- What to work on
In the book review, turn the paragraph that begins "There are some things Corson could have done better" into a short bulleted list that keeps its main points.

*** Text under study ***

Corson's descriptions of the scientists at work is one of the best popular accounts I've read in a long while about the actual practice of science. Indeed, his very sense of science is excellent: not as a progressive activity or a sequence of eureka moments as much as an account of hard work, sacrifice, confusion, and a generous dollop of luck. As he slowly builds up to a climactic account (p. 115-6) of what actually seems to limit the populations of lobsters, we see science unfolding as a mystery in the very best sense.

The details are generally fine, too. Corson leavens excellent prose with real voices, and the result has an agreeable blend of the fine-tuned and the earthy. While focusing on the bigger scientific picture he dwells sufficiently on the trivia, for instance discussing (p. 221) an amazing video of lobster behavior in a lobster trap that I'd heard about independently from John Hughes. (One detail he did miss that John related: apparently the weight of fished lobsters almost precisely equals that of bait used, making the lobstering region off the coast of Maine essentially one large underwater farmland.) The book has two beautiful maps that enhance the attractiveness of the package. When Corson discusses the dedication of scientists such as Diane Cowan—people who are clearly in it for the pure love of learning—and her topsy-turvy life, his writing manages to fortify the human dimension without making the account maudlin: the result would be far worse in the hands of a less capable writer.

There are some things Corson could have done better. Given that lobsters range from North Carolina to Labrador, what makes the Maine variety special? We never find out. What are the population counts that the parties are disputing? We find out only on p. 115. What sorts of incomes do these beleagured lobstermen and their assistants make? No idea. The book could desperately use some images of, for instance, lobster anatomy; to my delight but also great annoyance, I discovered only half-way through reading that these were present, but in an appendix! (Be sure to get the Harper Perennial edition with the “P.S.” addendum; the images are all in p. 11-13 of that section.) Would it have killed them to add a little note near the beginning pointing to the appendix? Or did they assume their only readers would be lounging on a beach and couldn't care less where a lobster's swimmerets are?

*** Given records ***

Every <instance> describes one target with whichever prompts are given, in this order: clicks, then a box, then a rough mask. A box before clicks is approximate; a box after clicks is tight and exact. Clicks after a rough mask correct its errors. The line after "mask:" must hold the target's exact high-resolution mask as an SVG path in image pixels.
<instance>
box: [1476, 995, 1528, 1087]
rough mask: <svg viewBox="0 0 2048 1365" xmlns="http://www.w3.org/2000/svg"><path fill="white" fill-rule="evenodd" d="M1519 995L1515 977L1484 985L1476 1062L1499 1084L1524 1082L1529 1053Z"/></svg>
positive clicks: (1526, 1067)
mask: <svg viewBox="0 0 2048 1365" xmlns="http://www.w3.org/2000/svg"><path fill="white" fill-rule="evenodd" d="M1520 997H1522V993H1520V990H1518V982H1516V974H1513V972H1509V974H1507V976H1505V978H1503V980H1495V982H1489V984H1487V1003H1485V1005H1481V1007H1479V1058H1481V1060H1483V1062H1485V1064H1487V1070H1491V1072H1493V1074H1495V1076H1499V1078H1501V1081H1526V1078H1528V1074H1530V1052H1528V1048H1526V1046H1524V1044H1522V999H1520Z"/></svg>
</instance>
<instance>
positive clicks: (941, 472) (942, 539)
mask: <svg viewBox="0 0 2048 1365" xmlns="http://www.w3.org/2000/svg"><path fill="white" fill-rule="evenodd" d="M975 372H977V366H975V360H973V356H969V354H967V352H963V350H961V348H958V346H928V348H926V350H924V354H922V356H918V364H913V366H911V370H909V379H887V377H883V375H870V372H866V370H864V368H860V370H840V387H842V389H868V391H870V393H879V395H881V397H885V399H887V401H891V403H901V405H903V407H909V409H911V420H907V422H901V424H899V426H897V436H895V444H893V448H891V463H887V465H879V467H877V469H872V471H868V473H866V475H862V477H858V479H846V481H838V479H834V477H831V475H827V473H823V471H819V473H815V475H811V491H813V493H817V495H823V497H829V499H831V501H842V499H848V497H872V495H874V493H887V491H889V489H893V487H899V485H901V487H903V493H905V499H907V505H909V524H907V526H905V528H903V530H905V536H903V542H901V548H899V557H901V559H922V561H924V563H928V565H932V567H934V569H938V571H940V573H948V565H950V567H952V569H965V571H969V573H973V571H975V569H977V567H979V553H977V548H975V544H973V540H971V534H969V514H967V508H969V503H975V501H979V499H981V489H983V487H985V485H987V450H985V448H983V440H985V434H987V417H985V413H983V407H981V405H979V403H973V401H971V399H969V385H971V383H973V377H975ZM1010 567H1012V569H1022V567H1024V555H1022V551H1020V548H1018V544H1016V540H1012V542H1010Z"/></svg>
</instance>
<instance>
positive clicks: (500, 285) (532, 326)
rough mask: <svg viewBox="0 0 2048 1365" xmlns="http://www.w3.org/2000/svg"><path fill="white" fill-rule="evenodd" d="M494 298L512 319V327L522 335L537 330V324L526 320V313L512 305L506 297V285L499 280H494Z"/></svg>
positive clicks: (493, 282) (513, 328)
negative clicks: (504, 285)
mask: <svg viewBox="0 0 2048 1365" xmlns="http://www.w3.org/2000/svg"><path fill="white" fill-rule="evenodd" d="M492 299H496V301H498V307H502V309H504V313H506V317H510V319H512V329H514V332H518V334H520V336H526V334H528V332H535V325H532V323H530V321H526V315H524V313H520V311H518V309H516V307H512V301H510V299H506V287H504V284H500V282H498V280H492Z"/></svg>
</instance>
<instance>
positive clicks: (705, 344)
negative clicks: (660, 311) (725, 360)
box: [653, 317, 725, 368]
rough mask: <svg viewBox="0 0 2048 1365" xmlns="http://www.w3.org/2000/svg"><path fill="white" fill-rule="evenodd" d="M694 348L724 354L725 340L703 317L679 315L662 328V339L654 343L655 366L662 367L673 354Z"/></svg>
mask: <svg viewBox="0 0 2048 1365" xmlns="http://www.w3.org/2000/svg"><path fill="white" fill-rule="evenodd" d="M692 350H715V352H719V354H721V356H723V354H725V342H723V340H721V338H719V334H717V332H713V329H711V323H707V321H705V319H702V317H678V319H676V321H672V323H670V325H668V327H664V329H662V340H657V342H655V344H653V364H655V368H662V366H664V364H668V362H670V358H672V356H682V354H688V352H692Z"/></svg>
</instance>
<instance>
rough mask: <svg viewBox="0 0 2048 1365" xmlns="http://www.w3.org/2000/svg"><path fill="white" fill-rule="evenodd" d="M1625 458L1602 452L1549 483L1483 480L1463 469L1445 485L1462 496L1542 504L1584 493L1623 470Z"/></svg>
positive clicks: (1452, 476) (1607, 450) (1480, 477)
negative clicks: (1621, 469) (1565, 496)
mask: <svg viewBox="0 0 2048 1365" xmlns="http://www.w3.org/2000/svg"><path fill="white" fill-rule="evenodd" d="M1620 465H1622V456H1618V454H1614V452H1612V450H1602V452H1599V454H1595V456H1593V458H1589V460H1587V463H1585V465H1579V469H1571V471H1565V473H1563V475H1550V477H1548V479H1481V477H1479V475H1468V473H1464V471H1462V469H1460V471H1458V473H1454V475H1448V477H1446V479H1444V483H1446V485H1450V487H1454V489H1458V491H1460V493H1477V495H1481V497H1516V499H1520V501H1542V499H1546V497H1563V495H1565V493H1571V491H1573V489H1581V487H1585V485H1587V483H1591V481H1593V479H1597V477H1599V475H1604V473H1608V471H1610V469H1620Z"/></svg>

***

- Written response
- Lobsters range from North Carolina to Labrador, but the book never explains what makes the Maine variety special.
- The population counts under dispute appear only on p. 115.
- The book gives no sense of what lobstermen and their assistants earn.
- Images such as lobster anatomy exist but sit in an appendix, which the reviewer found only halfway through.
- In the Harper Perennial edition with the "P.S." addendum, these images are on pp. 11–13 of that section.
- There is no note near the beginning pointing to the appendix. The reviewer wonders whether the publishers assumed beach readers wouldn't care where a lobster's swimmerets are.